Your task is to repeat the listing exactly.

## Start Supplied entries

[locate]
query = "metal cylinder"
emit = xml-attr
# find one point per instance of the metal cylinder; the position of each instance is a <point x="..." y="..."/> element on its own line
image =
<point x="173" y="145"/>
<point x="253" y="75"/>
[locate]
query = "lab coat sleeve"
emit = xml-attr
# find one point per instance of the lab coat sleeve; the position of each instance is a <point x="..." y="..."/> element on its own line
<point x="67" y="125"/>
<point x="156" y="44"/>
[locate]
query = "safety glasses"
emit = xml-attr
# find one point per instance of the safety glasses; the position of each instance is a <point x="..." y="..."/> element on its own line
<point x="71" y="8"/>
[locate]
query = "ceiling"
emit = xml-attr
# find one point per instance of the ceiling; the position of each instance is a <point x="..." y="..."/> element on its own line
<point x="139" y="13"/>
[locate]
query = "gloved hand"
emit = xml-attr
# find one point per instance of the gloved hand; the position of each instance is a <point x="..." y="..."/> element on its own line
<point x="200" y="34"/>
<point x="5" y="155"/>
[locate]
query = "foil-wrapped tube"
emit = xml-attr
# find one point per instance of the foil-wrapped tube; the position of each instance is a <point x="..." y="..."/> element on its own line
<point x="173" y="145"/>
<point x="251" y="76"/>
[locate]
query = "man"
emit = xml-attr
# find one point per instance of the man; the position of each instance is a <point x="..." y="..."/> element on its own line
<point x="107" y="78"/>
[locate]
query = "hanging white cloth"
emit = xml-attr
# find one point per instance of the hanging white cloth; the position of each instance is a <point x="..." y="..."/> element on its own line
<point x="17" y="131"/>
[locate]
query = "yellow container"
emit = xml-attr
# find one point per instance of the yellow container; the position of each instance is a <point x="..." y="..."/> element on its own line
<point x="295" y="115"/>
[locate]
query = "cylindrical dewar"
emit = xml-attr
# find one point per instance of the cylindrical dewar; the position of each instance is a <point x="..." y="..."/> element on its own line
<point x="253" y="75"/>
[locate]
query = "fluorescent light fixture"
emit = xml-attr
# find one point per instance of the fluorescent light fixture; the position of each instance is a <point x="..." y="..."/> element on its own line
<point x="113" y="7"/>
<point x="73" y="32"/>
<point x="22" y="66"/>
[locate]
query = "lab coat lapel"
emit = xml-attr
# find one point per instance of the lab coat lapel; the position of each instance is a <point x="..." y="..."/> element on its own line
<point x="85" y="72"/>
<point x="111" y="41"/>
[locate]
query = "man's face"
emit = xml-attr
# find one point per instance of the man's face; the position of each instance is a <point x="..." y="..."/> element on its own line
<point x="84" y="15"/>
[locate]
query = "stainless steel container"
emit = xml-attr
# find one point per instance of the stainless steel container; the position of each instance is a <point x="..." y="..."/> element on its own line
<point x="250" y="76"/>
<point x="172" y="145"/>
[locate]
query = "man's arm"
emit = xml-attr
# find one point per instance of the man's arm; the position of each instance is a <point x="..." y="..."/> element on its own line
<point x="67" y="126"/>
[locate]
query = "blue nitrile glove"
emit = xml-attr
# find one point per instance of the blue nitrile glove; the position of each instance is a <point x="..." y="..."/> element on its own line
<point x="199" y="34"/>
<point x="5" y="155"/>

## End Supplied entries

> Exercise answer:
[locate]
query = "metal cylinder"
emit = xml-attr
# find one point per instance of the metal cylinder; the position of each instance is a <point x="..." y="..."/> element on its own line
image =
<point x="173" y="145"/>
<point x="253" y="75"/>
[locate]
query = "lab coat sleeve"
emit = xml-attr
# find one point per instance of the lab coat sleeve; the position of each instance is a <point x="..." y="..."/> element on its own line
<point x="67" y="125"/>
<point x="156" y="44"/>
[locate]
query = "safety glasses"
emit = xml-attr
# find one point per instance of the safety glasses; the position of each instance is a <point x="..." y="..."/> element on its own line
<point x="71" y="8"/>
[locate]
query = "ceiling"
emit = xml-attr
# find one point per instance of the ceiling; the position of each instance is a <point x="..." y="..."/> element on its own line
<point x="139" y="13"/>
[locate]
query = "gloved hand"
emit = xml-attr
# find one point per instance of the gloved hand; the position of each instance is a <point x="..." y="..."/> element on its own line
<point x="200" y="34"/>
<point x="5" y="155"/>
[locate]
query = "foil-wrapped tube"
emit = xml-attr
# find one point per instance of the foil-wrapped tube; the position of each instance is a <point x="..." y="..."/> element on its own line
<point x="173" y="145"/>
<point x="251" y="76"/>
[locate]
query = "man"
emit = xml-attr
# find one point per instance of the man; the position of each instance is a <point x="..." y="..."/> element on its own line
<point x="107" y="78"/>
[locate]
query = "hanging white cloth"
emit = xml-attr
# find one point per instance of the hanging white cloth; the position of each instance is a <point x="..." y="..."/> element on its own line
<point x="17" y="131"/>
[locate]
query = "yellow container"
emit = xml-attr
# find one point per instance of the yellow container; the position of each instance is a <point x="..." y="..."/> element on its own line
<point x="295" y="115"/>
[locate]
query = "cylindrical dewar"
emit = xml-attr
# find one point per instance of the cylindrical dewar; the position of each instance is a <point x="..." y="..."/> element on its own line
<point x="253" y="75"/>
[locate]
query = "fluorescent light fixture"
emit = xml-attr
# find one point per instance of the fluorescent light fixture; the position of each instance is a <point x="..." y="..."/> element on its own line
<point x="113" y="7"/>
<point x="73" y="32"/>
<point x="22" y="66"/>
[locate]
query = "lab coat lapel"
emit = xml-attr
# find one point per instance of the lab coat lapel; the position of each instance is a <point x="..." y="..."/> element on its own line
<point x="85" y="72"/>
<point x="111" y="41"/>
[locate]
query = "man's face"
emit = xml-attr
# find one point per instance of the man's face; the position of each instance is a <point x="..." y="..."/> element on its own line
<point x="84" y="15"/>
[locate]
query = "stainless steel container"
emit = xml-attr
# find one point per instance of the stainless steel container; the position of each instance is a <point x="..." y="..."/> element on its own line
<point x="250" y="76"/>
<point x="172" y="145"/>
[locate]
query = "man's arm"
emit = xml-attr
# find one point per instance of the man's arm; the position of each instance is a <point x="..." y="..."/> element on its own line
<point x="67" y="126"/>
[locate]
query = "blue nitrile glove"
emit = xml-attr
# find one point per instance of the blue nitrile glove; the position of each instance is a <point x="..." y="..."/> element on its own line
<point x="199" y="34"/>
<point x="5" y="155"/>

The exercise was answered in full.